(Given entries)
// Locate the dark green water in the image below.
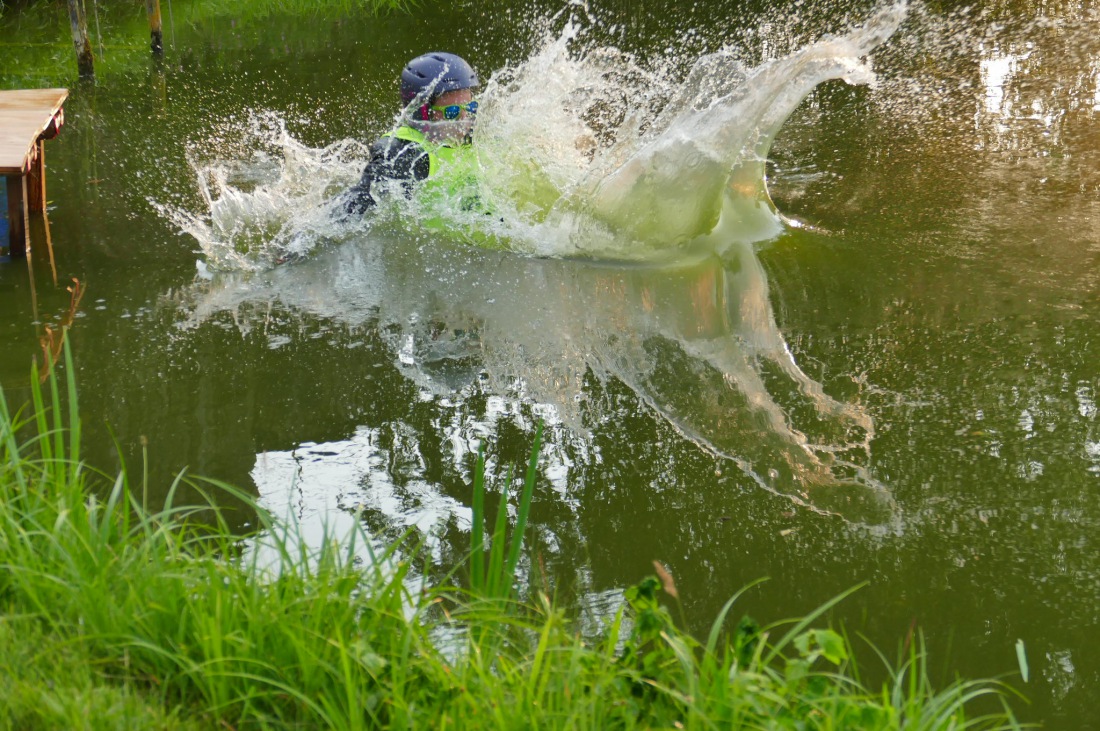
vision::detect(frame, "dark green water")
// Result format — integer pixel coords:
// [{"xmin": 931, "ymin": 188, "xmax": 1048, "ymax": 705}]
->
[{"xmin": 2, "ymin": 0, "xmax": 1099, "ymax": 725}]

(Exercise requirements) Every line above should be retyped exactly; the pictures do not belong in the copy.

(Finished exercise)
// Locate the dark green water in the image below.
vision::detect(frame, "dark green water")
// Result format — integer pixel coords:
// [{"xmin": 931, "ymin": 188, "xmax": 1048, "ymax": 705}]
->
[{"xmin": 2, "ymin": 0, "xmax": 1099, "ymax": 725}]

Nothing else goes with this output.